> **TEXTE EXTRAIT**:

_ _ _ _

Mise à jour du 14/04/2014 : je vous recommande d’aller lire ce billet sur le blog Hypothèses « Apocryphes », écrit par un doctorant réalisant une édition critique de texte ancien qui donne son sentiment sur cette décision.


37 réflexions sur “Une victoire pour le domaine public : un cas de copyfraud reconnu par un juge français

  1. Paradoxalement, je trouve (sans m’en plaindre) dommage que la transcription ne soit pas protégé (peut être le devrait il sous un autre nom que droit d’auteur avec un délai plus court ?) car il y a tout de même un réel travail derrière. Et à partir du moment que les personnes qui ont retranscrit le texte ne cherchent pas à s’assurer l’exclusivité en essayant de garder pour elle même l’oeuvre originale (pour empêcher d’autre transcription), libre aux autres de passer du temps à transcrire l’oeuvre eux même. Mais ne pas protéger cette transcription c’est un peu ne pas respecter le temps passé à cette transcription. Et étant donné que ceci ne prive personne de liberté (encore une fois libre aux autres de transcrire eux même) je pense que ce travail devrait être protégé et que c’est une protection légitime, bien plus que d’autres protections actuelles du droit d’auteur.

    1. Je peux comprendre ce type de réactions, mais il faut bien voir que l’esprit du droit d’auteur français n’est pas de protéger le travail, mais bien la créativité. C’est une confusion très souvent faite et cette décision rappelle de manière très nette cette distinction. Par ailleurs, n’oublions pas que dans le travail de transcription, le domaine public reste bien la matière première sous-jacente et il paraît aussi légitime que ce domaine public ne soit pas effacé par la transcription. Libres aux paléographes de produire de la valeur ajoutée par le biais de notes explicatives, d’introduction, de glossaire, etc, qui eux peuvent être protégés parce qu’original. Mais le texte en lui-même reste libre. Par ailleurs, concernant l’exclusivité, ce n’est pas si simple. Car comme le note le juge, le même travail de transcription accompli sur un texte aboutit souvent à des résultats proches (heureusement d’ailleurs, s’agissant d’un travail scientifique). Dès lors si l’on reconnaît une protection au premier qui établit un texte, alors ils auront beaucoup de mal à produire un texte suffisamment différent pour échapper à la contrefaçon. Pire, ils pourraient même être tentés d’introduire des différences dans leurs transcriptions par rapport à la première, juste pour des raisons juridiques et pas scientifiques. Par ailleurs, comme on le voit très bien ici, ce système profitait visiblement à des éditeurs qui s’arrogeaient des monopoles sur les textes.

_ _ _ _

> **Entrées de contour des régions**:
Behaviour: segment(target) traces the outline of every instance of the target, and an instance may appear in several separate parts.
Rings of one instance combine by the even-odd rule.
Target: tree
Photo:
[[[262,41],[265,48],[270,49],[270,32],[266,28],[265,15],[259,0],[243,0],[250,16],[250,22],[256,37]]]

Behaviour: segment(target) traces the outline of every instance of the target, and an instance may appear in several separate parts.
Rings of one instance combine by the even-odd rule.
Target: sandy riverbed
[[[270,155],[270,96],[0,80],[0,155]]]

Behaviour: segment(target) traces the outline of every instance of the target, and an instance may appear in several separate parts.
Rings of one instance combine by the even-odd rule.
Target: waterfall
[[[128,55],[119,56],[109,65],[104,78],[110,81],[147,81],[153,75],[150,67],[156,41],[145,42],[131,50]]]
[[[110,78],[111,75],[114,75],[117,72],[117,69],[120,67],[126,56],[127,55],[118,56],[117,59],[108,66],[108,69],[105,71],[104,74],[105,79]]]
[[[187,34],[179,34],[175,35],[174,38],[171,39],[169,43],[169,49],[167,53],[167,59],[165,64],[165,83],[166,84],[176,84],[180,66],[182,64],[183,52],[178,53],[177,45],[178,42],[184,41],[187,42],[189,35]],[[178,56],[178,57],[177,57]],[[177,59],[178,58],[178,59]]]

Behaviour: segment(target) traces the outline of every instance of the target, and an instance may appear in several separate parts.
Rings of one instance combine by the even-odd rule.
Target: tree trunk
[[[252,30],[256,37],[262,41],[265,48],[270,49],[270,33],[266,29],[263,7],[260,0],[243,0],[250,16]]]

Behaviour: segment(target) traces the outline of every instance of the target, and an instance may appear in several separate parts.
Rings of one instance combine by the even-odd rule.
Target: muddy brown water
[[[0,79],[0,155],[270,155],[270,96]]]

_ _ _ _

> **OBJECTIF**: Poursuivez la discussion sur le copyfraud et la protection des transcriptions à partir de l'endroit où elle s'arrête. Ce matériel n'est pas nécessaire ici.

> **RÉSULTAT FINAL**:
      Bref, je suis d’accord avec vous qu’il existe des dérives plus graves du droit d’auteur que celle-ci, mais ce jugement me paraît sain pour l’avenir. Maintenant, c’est surtout la question du modèle économique des filières de transcription des textes qu’il faut repenser. C’est un champ qui s’ouvre pour les humanités numériques notamment et il me semble que l’ouverture que consacre cette décision ouvre la voie à des méthodes collaboratives.

  2. @Matheod : je pense que pour que une vraie valorisation et protection du domaine public, il faut changer de perspective. Le fait de transmettre une œuvre au plus grand nombre est en soi une récompense. Peu de personnes ont accès au texte pour faire une transcription, sauf si elle se trouve numérisée. Un choix entre le domaine public et une licence CC-BY temporaire dans le cadre d’une recherche privée, et un DP obligatoire dans le cadre d’une recherche publique, ne seraient-ils pas préférables ?

  3. Pour ma part, je trouve que cette « victoire » n’en est pas une du tout, et vos commentaires montrent une réelle méconnaissance de ce qu’est l’édition d’un texte ancien, et notamment médiéval puisque c’est la grande spécialité de Droz.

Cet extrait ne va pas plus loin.